Tasks and exercises
1 - Reproduce the passage of the data science workflow article from "GoGuardian data scientists have" to "reproducibility, the better." word for word.
2 - According to the data science workflow article, which phases do GoGuardian's data science products typically move through? List every one.

##### Source excerpt #####

How to Build a Successful Data Science Workflow

Written by Janey Zitomer
Published on Apr. 21, 2020
How to Build a Successful Data Science Workflow
Brand Studio Logo

The diversification of data science tools and technologies in recent years has broadened the data landscape. While that’s beneficial, according to GoodRx’s Henry Mei, managers must choose wisely from a potentially overwhelming number of options to determine what’s best based on department and company needs.

GoGuardian data scientists stay away from proprietary platforms or any services that claim to make “data science easy for everyone.” Ryan Johnson, director of science and analytics, said that for advanced data scientists, those tools limit teams either in language, libraries, model architectures or deployment options.

“We want the flexibility and freedom to push boundaries, experiment with the latest model architectures and try novel ways to deploy our models,” Johnson said. 

The following data scientists don’t let the assortment of tools and technologies distract them from developing and maintaining stable workflows. Instead, they focus on the often overlooked “human factor” in data, and the harnessing of complementary skills among data scientists and engineers. 

 

GoGuardian
GoGuardian

GoGuardian data scientists have benefited from their ability to create and tear down compute and storage resources without oversight from other departments. Not having that additional red tape allows the team to adjust plans depending on site traffic and server load. Johnson said that the fewer barriers to stability and reproducibility, the better. 
 

Tell us a bit about your technical process for building data science workflows. 

Our data science products typically move through the following phases: problem definition with the product team; data acquisition and labeling (we build a lot of classifiers); exploratory data analysis and proof of concept; stakeholder approval; model training and testing; additional stakeholder approval; and operationalization with our engineering team.

##### Stored records #####

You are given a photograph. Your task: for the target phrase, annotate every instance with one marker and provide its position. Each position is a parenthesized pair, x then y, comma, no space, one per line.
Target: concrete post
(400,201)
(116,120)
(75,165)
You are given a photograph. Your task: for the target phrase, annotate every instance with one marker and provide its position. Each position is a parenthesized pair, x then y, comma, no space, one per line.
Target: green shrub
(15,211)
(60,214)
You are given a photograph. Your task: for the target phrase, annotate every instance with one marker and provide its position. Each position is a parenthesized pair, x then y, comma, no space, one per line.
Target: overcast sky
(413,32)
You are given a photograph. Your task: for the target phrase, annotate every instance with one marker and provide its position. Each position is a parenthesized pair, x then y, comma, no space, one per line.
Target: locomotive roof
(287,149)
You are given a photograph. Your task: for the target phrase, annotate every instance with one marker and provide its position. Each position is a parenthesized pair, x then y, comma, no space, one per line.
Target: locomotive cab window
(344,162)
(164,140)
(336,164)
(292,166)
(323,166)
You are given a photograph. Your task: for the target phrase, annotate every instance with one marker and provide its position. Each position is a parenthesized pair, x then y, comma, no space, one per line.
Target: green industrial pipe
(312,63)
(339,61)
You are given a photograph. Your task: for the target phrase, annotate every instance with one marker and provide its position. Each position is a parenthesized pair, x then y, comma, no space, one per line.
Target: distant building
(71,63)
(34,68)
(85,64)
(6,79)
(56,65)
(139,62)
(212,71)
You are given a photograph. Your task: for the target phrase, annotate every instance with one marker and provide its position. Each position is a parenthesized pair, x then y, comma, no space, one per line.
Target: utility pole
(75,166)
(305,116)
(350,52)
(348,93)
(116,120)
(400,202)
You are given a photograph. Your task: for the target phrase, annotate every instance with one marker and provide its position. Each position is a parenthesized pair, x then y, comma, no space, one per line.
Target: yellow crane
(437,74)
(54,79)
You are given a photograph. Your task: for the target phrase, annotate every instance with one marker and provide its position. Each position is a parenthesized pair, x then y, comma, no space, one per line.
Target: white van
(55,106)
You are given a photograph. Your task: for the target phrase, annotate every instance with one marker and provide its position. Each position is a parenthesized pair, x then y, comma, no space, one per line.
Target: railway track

#####

Results for the exercise
1 -
GoGuardian data scientists have benefited from their ability to create and tear down compute and storage resources without oversight from other departments. Not having that additional red tape allows the team to adjust plans depending on site traffic and server load. Johnson said that the fewer barriers to stability and reproducibility, the better.

2 -
- problem definition with the product team
- data acquisition and labeling
- exploratory data analysis and proof of concept
- stakeholder approval
- model training and testing
- additional stakeholder approval
- operationalization with the engineering team